Task objective
Your job is to transcribe the material exactly, every line included.

• • • • • • •

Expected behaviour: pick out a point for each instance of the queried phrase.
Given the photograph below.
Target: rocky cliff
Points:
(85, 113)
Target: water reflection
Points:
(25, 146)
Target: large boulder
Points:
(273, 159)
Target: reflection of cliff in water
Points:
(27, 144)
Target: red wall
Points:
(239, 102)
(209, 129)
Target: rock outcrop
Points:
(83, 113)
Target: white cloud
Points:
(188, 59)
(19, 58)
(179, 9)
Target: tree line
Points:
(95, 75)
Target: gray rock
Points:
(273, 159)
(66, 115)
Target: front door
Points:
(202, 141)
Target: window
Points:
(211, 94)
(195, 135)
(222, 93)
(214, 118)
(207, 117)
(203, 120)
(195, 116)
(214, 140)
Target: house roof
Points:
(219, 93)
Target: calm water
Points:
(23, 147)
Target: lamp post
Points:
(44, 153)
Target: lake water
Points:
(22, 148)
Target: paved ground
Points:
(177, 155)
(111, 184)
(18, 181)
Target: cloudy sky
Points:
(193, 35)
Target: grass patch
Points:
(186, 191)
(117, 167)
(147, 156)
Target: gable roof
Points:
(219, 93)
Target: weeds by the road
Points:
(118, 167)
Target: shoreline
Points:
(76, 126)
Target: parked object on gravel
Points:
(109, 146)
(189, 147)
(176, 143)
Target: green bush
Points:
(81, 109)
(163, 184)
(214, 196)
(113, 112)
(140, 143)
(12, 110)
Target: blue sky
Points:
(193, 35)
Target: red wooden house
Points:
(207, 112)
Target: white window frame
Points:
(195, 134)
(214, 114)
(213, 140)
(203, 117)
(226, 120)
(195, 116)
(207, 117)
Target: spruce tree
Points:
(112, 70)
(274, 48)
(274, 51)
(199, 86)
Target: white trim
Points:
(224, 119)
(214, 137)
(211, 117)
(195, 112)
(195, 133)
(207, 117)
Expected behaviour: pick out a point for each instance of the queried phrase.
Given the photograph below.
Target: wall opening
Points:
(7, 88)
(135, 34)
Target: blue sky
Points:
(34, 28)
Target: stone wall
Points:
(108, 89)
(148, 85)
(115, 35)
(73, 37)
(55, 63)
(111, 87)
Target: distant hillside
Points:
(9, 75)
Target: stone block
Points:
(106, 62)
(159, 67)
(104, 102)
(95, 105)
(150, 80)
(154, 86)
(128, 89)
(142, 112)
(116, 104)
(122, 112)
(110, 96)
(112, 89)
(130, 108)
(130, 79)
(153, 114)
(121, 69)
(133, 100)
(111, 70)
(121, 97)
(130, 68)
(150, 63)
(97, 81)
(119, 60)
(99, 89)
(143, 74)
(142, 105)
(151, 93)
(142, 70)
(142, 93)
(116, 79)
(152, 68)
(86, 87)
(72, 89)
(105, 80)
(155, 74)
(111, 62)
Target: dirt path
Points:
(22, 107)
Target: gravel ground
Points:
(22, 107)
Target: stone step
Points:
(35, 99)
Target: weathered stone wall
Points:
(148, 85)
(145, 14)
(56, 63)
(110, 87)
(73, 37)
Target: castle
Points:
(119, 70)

• • • • • • •

Finished task
Expected behaviour: pick out a point for each instance of the queried phrase.
Given the photograph below.
Target: rocky cliff
Points:
(85, 113)
Target: water reflection
Points:
(25, 146)
Target: large boulder
Points:
(273, 159)
Target: reflection of cliff in water
Points:
(27, 144)
Target: red wall
Points:
(239, 102)
(209, 129)
Target: rock outcrop
Points:
(83, 113)
Target: white cloud
Points:
(188, 59)
(19, 58)
(179, 9)
Target: tree line
Points:
(95, 75)
Target: gray rock
Points:
(273, 159)
(66, 115)
Target: front door
Points:
(202, 141)
Target: window
Points:
(211, 94)
(195, 135)
(222, 93)
(214, 118)
(207, 117)
(203, 120)
(195, 116)
(214, 140)
Target: house roof
Points:
(219, 93)
Target: calm water
Points:
(23, 147)
Target: lamp post
Points:
(44, 153)
Target: lake water
Points:
(22, 148)
Target: paved ground
Points:
(177, 155)
(111, 184)
(18, 181)
Target: cloudy sky
Points:
(193, 35)
Target: grass patch
Points:
(186, 191)
(117, 167)
(147, 156)
Target: gable roof
Points:
(219, 93)
Target: weeds by the road
Points:
(118, 167)
Target: shoreline
Points:
(76, 126)
Target: parked object on gravel
Points:
(109, 146)
(189, 147)
(176, 143)
Target: green bush
Points:
(81, 109)
(163, 184)
(214, 196)
(113, 112)
(140, 143)
(12, 110)
Target: blue sky
Points:
(193, 35)
Target: red wooden house
Points:
(207, 112)
Target: white window frame
Points:
(195, 134)
(214, 114)
(213, 140)
(203, 117)
(226, 120)
(195, 116)
(207, 117)
Target: spruce tree
Points:
(112, 70)
(274, 48)
(274, 51)
(199, 86)
Target: white trim
Points:
(224, 119)
(214, 137)
(211, 117)
(195, 112)
(195, 133)
(207, 117)
Expected behaviour: pick out a point for each instance of the queried phrase.
Given the photograph below.
Target: wall opening
Points:
(7, 88)
(135, 34)
Target: blue sky
Points:
(34, 28)
Target: stone wall
Points:
(108, 89)
(148, 85)
(115, 35)
(73, 37)
(55, 63)
(111, 87)
Target: distant hillside
Points:
(9, 75)
Target: stone block
Points:
(106, 62)
(159, 67)
(104, 102)
(95, 105)
(150, 80)
(154, 86)
(128, 89)
(142, 112)
(116, 104)
(122, 112)
(110, 96)
(112, 89)
(130, 108)
(130, 79)
(153, 114)
(121, 69)
(133, 100)
(111, 70)
(121, 97)
(130, 68)
(150, 63)
(97, 81)
(119, 60)
(99, 89)
(143, 74)
(142, 105)
(151, 93)
(142, 70)
(142, 93)
(116, 79)
(152, 68)
(86, 87)
(72, 89)
(105, 80)
(155, 74)
(111, 62)
Target: dirt path
Points:
(22, 107)
Target: gravel ground
Points:
(22, 107)
Target: stone step
Points:
(35, 99)
Target: weathered stone wall
Points:
(148, 85)
(145, 14)
(56, 63)
(110, 87)
(73, 37)
Target: castle
Points:
(119, 70)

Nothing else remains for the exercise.